AIM — Count the lines in the records below that contain the string "bowl". Output only the number.

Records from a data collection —

+===+

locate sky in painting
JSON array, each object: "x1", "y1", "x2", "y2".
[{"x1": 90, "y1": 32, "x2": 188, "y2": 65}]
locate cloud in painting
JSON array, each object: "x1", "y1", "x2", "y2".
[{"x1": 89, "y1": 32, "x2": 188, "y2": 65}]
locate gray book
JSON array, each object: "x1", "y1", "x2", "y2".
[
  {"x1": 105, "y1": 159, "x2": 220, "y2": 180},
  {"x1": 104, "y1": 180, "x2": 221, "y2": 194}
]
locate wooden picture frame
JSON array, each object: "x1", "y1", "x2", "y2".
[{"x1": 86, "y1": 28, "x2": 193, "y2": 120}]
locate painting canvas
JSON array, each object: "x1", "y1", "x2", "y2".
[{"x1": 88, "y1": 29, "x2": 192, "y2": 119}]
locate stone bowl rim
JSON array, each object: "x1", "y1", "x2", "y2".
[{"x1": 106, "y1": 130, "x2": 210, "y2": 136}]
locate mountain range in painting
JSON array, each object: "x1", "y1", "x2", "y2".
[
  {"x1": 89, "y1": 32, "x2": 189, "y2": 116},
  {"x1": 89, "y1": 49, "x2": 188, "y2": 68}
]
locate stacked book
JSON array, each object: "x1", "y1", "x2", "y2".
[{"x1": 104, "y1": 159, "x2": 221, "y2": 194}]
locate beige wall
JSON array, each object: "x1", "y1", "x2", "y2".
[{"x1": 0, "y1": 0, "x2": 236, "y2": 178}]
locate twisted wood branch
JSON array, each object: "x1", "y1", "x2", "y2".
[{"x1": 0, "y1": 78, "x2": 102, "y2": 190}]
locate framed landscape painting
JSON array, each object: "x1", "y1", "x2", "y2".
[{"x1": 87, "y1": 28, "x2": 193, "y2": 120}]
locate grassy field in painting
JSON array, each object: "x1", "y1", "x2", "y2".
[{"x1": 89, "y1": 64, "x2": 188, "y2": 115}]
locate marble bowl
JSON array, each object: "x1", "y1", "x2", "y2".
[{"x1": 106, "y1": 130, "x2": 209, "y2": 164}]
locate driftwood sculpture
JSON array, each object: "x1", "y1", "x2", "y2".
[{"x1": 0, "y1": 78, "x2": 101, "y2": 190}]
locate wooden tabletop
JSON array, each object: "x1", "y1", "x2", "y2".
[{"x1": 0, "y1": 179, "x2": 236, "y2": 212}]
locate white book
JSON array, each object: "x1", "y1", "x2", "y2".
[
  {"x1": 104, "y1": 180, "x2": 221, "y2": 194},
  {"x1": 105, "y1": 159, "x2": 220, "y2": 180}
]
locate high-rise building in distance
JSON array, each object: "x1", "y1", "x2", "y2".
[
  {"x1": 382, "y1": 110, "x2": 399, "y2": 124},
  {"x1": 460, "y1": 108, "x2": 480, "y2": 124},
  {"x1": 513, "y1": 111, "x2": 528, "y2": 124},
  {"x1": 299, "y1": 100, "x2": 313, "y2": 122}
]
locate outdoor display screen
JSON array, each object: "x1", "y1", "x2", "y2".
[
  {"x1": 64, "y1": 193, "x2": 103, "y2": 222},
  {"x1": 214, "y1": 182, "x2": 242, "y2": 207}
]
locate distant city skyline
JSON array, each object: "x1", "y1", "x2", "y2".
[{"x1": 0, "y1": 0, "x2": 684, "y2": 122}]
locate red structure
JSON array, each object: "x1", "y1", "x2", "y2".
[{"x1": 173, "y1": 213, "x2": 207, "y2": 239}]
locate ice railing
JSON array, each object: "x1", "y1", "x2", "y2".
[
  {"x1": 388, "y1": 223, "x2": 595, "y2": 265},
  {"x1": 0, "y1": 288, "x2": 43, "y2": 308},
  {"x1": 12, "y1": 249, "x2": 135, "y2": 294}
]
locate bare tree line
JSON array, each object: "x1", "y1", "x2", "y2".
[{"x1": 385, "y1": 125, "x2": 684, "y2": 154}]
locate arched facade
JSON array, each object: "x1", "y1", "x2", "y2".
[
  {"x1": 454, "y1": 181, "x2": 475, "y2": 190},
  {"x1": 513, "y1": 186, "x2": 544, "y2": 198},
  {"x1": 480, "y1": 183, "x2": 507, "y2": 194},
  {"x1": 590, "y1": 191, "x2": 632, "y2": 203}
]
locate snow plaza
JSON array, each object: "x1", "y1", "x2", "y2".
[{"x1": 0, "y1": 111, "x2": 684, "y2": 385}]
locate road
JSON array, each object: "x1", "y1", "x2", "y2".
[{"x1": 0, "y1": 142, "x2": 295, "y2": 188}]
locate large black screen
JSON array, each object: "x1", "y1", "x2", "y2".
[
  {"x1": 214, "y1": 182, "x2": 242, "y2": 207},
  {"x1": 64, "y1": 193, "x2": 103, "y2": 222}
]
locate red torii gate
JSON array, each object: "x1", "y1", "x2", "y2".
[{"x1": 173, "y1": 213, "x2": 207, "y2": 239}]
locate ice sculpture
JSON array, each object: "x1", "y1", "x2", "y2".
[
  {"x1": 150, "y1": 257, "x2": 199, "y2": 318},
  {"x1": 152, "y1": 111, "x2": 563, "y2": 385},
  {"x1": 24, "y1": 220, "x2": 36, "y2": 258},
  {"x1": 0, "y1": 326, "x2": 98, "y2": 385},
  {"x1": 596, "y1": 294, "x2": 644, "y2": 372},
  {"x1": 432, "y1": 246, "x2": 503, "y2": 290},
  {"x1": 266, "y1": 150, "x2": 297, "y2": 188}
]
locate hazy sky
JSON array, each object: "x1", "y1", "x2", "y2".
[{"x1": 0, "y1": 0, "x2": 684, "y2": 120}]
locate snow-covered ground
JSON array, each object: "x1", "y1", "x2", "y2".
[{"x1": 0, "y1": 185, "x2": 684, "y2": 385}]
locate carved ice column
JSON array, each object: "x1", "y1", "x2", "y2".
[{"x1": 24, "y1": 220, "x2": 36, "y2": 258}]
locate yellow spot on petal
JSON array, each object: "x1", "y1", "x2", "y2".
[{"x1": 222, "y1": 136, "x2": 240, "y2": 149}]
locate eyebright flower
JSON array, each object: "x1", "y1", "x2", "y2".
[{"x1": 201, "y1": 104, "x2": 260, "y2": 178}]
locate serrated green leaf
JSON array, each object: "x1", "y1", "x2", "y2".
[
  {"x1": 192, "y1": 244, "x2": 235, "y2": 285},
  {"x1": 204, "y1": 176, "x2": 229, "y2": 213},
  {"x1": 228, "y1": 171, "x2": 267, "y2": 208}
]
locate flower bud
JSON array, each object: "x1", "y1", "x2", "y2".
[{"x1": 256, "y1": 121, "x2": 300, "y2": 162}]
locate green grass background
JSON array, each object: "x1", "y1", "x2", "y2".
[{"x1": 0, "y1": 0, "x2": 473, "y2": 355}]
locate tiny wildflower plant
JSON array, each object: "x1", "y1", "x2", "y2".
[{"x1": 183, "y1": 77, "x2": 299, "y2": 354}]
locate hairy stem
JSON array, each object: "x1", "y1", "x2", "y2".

+===+

WRITTEN RESPONSE — 2